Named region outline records
────────────────
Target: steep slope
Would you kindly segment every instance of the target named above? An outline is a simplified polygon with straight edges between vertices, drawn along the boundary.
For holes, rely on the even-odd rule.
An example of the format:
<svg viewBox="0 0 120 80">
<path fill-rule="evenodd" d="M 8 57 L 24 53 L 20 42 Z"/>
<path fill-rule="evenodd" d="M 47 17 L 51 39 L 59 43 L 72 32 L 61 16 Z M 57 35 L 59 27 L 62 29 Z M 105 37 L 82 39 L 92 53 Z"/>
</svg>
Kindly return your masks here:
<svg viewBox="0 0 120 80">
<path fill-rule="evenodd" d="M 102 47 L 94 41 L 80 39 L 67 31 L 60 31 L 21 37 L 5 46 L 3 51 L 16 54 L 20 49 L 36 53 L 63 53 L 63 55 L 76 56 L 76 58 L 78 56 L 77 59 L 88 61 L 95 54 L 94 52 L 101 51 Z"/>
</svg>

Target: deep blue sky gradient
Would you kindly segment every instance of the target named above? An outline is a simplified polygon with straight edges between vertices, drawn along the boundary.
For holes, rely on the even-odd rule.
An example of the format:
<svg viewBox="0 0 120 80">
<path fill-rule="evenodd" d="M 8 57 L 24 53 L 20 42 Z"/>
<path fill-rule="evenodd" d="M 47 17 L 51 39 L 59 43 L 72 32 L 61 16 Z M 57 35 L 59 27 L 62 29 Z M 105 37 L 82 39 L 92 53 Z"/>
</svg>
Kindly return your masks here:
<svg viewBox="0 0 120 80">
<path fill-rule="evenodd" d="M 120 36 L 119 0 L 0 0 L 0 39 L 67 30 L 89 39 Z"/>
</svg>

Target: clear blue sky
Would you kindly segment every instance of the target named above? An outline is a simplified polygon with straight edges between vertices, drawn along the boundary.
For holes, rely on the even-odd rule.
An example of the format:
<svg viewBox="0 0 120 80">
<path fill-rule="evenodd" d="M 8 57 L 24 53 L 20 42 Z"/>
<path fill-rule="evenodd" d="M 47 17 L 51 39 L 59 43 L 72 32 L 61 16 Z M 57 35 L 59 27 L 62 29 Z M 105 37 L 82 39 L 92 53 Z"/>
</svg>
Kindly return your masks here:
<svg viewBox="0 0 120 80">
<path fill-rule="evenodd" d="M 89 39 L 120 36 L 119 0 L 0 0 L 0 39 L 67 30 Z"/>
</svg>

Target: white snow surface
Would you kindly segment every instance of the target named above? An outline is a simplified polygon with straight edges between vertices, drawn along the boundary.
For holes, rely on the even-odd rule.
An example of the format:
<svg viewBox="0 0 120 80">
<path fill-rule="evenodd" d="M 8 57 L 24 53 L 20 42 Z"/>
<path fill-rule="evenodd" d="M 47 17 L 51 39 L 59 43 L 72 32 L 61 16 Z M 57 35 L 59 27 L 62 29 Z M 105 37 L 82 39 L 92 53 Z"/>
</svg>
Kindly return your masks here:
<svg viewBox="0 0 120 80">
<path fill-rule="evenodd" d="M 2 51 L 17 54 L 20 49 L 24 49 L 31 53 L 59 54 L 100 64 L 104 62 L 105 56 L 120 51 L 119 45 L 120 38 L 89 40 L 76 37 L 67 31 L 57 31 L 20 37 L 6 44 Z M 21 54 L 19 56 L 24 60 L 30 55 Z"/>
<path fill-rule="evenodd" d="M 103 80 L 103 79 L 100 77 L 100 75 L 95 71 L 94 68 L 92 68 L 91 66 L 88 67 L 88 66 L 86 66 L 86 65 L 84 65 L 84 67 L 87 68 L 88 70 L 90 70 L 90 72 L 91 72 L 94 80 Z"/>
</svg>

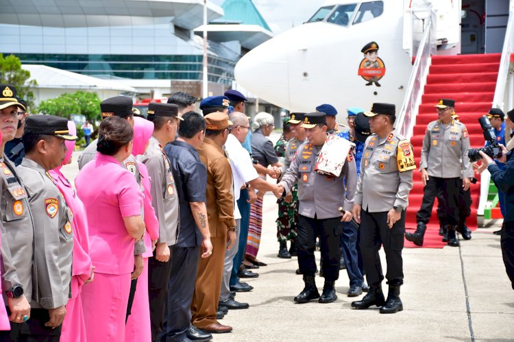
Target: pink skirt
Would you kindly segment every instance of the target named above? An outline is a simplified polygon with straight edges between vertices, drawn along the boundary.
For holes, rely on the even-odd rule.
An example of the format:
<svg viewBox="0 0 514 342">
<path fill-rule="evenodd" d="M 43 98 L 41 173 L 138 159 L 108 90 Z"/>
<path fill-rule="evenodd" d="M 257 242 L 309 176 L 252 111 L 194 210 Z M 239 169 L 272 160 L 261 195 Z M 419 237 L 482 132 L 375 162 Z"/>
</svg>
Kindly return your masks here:
<svg viewBox="0 0 514 342">
<path fill-rule="evenodd" d="M 125 340 L 125 317 L 130 292 L 130 273 L 95 273 L 82 286 L 82 305 L 88 341 Z"/>
<path fill-rule="evenodd" d="M 125 328 L 125 341 L 151 342 L 150 305 L 148 300 L 148 258 L 143 258 L 145 267 L 138 278 L 130 315 Z"/>
</svg>

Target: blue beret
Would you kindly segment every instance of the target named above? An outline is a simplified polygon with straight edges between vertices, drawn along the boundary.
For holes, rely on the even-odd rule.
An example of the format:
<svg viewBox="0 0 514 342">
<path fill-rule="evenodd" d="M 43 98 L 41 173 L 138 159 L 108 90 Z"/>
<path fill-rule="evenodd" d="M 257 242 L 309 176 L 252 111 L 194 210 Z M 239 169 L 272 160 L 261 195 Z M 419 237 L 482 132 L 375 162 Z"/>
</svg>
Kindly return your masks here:
<svg viewBox="0 0 514 342">
<path fill-rule="evenodd" d="M 363 113 L 366 110 L 360 107 L 348 107 L 346 111 L 348 112 L 348 117 L 353 117 L 358 113 Z"/>
<path fill-rule="evenodd" d="M 330 117 L 337 115 L 337 110 L 334 108 L 333 106 L 325 103 L 316 107 L 316 110 L 318 112 L 323 112 L 323 113 Z"/>
<path fill-rule="evenodd" d="M 226 96 L 210 96 L 206 97 L 200 102 L 200 109 L 209 107 L 224 107 L 228 108 L 228 97 Z"/>
<path fill-rule="evenodd" d="M 230 89 L 230 90 L 227 90 L 225 92 L 225 94 L 223 94 L 225 96 L 228 97 L 228 99 L 230 101 L 248 101 L 248 99 L 245 97 L 245 95 L 239 93 L 238 91 Z"/>
</svg>

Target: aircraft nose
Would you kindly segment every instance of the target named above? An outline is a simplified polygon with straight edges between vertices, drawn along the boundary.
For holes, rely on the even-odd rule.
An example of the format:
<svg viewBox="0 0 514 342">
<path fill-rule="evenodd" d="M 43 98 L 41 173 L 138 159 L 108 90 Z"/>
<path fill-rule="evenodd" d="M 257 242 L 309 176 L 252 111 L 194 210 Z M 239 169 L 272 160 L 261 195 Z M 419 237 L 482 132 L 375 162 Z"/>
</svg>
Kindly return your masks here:
<svg viewBox="0 0 514 342">
<path fill-rule="evenodd" d="M 289 108 L 287 49 L 277 46 L 275 39 L 243 56 L 236 64 L 234 76 L 237 83 L 250 93 Z"/>
</svg>

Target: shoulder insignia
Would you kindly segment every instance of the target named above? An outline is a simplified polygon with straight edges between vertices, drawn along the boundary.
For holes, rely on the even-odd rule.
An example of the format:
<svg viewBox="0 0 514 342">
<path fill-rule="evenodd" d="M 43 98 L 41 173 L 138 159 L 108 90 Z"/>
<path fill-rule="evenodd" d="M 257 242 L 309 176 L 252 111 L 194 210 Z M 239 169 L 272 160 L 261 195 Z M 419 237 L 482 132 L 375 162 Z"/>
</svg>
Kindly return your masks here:
<svg viewBox="0 0 514 342">
<path fill-rule="evenodd" d="M 396 162 L 398 164 L 398 171 L 405 172 L 415 170 L 416 162 L 414 161 L 414 152 L 411 143 L 408 140 L 402 140 L 398 143 L 397 149 Z"/>
<path fill-rule="evenodd" d="M 20 201 L 16 201 L 12 204 L 12 211 L 14 212 L 16 216 L 21 216 L 23 215 L 24 208 L 23 203 Z"/>
<path fill-rule="evenodd" d="M 59 200 L 52 197 L 45 199 L 45 210 L 51 219 L 54 218 L 59 211 Z"/>
</svg>

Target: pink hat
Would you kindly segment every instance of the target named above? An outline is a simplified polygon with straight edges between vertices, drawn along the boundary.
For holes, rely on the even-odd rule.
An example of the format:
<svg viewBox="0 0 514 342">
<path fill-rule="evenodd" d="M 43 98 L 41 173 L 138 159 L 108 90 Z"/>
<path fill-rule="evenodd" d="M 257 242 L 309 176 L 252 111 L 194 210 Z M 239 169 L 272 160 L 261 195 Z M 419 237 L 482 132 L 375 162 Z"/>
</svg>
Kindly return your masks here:
<svg viewBox="0 0 514 342">
<path fill-rule="evenodd" d="M 154 123 L 139 117 L 134 117 L 132 155 L 145 154 L 145 147 L 154 132 Z"/>
</svg>

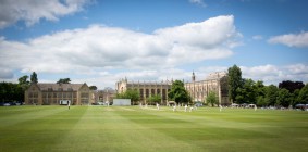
────────────────
Filter the records down to every line that contains the word "blue", and copy those lines.

Target: deep blue sky gradient
Target: clear blue sky
Target: blue beret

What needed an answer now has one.